##### Provided entries #####

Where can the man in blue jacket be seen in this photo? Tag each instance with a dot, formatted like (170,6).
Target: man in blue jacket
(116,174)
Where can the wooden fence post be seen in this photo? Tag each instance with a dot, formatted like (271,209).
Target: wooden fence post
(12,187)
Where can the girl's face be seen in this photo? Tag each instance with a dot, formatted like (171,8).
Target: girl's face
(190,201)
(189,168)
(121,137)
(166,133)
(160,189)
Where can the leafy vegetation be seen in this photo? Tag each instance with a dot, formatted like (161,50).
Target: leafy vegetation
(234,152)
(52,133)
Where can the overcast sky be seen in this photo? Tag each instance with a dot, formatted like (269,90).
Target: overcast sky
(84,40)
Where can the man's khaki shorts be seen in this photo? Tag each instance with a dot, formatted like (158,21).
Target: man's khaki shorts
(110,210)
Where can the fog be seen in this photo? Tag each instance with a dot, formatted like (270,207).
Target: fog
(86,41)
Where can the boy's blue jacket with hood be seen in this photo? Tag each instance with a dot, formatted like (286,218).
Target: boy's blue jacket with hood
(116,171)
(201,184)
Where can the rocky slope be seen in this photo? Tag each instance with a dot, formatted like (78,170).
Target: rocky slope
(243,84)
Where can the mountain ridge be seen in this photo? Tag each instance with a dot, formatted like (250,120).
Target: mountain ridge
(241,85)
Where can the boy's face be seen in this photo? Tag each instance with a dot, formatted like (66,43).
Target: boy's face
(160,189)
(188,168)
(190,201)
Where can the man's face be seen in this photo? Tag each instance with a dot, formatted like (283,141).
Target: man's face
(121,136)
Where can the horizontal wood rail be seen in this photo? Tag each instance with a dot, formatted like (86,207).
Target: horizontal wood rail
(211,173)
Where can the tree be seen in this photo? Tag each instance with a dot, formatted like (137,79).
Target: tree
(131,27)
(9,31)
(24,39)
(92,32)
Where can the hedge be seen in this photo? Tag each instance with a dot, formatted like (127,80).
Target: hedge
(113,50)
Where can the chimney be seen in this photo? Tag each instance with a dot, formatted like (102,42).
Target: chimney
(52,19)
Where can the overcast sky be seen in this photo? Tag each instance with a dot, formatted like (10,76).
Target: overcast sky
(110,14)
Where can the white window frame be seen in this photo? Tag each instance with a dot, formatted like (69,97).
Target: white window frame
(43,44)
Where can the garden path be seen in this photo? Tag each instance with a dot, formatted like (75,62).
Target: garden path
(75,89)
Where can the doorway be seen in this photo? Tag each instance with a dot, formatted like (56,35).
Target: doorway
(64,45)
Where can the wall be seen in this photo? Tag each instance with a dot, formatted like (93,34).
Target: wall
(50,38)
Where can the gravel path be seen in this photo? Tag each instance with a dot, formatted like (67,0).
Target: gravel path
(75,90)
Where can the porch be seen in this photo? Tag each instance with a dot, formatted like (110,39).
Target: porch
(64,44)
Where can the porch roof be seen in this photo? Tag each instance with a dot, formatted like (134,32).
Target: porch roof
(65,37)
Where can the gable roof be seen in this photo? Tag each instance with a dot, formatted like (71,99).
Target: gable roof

#####

_Task instructions_
Render each line of the records above as a Markdown table with the columns Row and Line, numbering the rows consecutively and omitting any blank lines.

_Reply to the task_
| Row | Line |
|---|---|
| 1 | Where can the man in blue jacket be seen in this photo? Tag each instance with a dot, formatted like (170,6). |
| 2 | Target: man in blue jacket |
| 3 | (116,174) |
| 4 | Where can the wooden fence post be seen in this photo? Tag each instance with a dot, formatted like (271,209). |
| 5 | Target: wooden fence post |
| 6 | (12,187) |
| 7 | Where can the girl's face be seen in this photo? Tag each instance with a dot, formatted like (171,8). |
| 8 | Target: girl's face |
| 9 | (190,201) |
| 10 | (189,168) |
| 11 | (121,137) |
| 12 | (166,133) |
| 13 | (160,189) |
| 14 | Where can the leafy vegetation be seen in this photo? Tag each instance with a dot, formatted like (161,50). |
| 15 | Target: leafy vegetation |
| 16 | (234,152) |
| 17 | (52,133) |
| 18 | Where can the overcast sky be seen in this photo? Tag each instance with a dot, formatted like (269,90). |
| 19 | Target: overcast sky |
| 20 | (84,40) |
| 21 | Where can the man's khaki shorts be seen in this photo? Tag each instance with a dot, formatted like (158,21). |
| 22 | Target: man's khaki shorts |
| 23 | (110,210) |
| 24 | Where can the fog be seen in this photo? Tag each instance with a dot, formatted like (270,207). |
| 25 | Target: fog |
| 26 | (86,41) |
| 27 | Where can the boy's blue jacket with hood be seen in this photo? Tag each instance with a dot, formatted like (286,218). |
| 28 | Target: boy's blue jacket with hood |
| 29 | (116,171) |
| 30 | (201,184) |
| 31 | Where can the rocky slope be seen in this photo? Tag each instance with a dot, formatted like (78,170). |
| 32 | Target: rocky slope |
| 33 | (243,84) |
| 34 | Where can the mountain ridge be seen in this photo? Tag each instance with a dot, formatted like (250,120). |
| 35 | Target: mountain ridge |
| 36 | (241,85) |
| 37 | Where can the boy's face be seen in this photo? Tag each instance with a dot, formatted like (66,43). |
| 38 | Target: boy's face |
| 39 | (160,189) |
| 40 | (188,168) |
| 41 | (190,201) |
| 42 | Where can the man's face be seen in this photo? Tag each instance with a dot, formatted like (283,141). |
| 43 | Target: man's face |
| 44 | (121,136) |
| 45 | Where can the horizontal wood rail be seen in this photo? Tag each instance with a dot, formatted like (86,207). |
| 46 | Target: horizontal wood rail |
| 47 | (211,173) |
| 48 | Where can the tree be seen in this photo? Tag each instance with a dot, formatted like (137,79). |
| 49 | Target: tree |
| 50 | (131,27) |
| 51 | (9,31) |
| 52 | (24,39) |
| 53 | (92,32) |
| 54 | Where can the hedge be seen in this photo? Tag each instance with a dot, formatted like (127,80). |
| 55 | Target: hedge |
| 56 | (113,50) |
| 57 | Where can the chimney be seen in this photo? Tag each instance with a dot, formatted like (102,42). |
| 58 | Target: chimney |
| 59 | (52,19) |
| 60 | Where can the overcast sky be seen in this photo? Tag each instance with a dot, formatted like (10,76). |
| 61 | Target: overcast sky |
| 62 | (110,14) |
| 63 | Where can the white window frame be seen in this photo? Tag each instance with a dot, formatted like (69,97). |
| 64 | Target: white window frame |
| 65 | (43,44) |
| 66 | Where can the garden path be seen in this photo? Tag each instance with a dot, formatted like (75,62). |
| 67 | Target: garden path |
| 68 | (75,89) |
| 69 | Where can the doorway be seen in this photo? Tag each instance with a dot, formatted like (56,35). |
| 70 | Target: doorway |
| 71 | (64,45) |
| 72 | Where can the wall be seen in this photo? Tag each instance with a dot, formatted like (93,34). |
| 73 | Target: wall |
| 74 | (50,38) |
| 75 | Where can the gravel path be seen in this photo? Tag each instance with a dot, formatted like (67,0). |
| 76 | Target: gravel path |
| 77 | (75,90) |
| 78 | Where can the porch be seen in this photo? Tag each instance with a dot, formatted like (110,39). |
| 79 | Target: porch |
| 80 | (64,44) |
| 81 | Where can the porch roof be seen in this photo? Tag each instance with a dot, formatted like (134,32). |
| 82 | Target: porch roof |
| 83 | (65,37) |
| 84 | Where can the gable roof be seen in this photo? Tag each instance with a dot, formatted like (71,99). |
| 85 | Target: gable roof |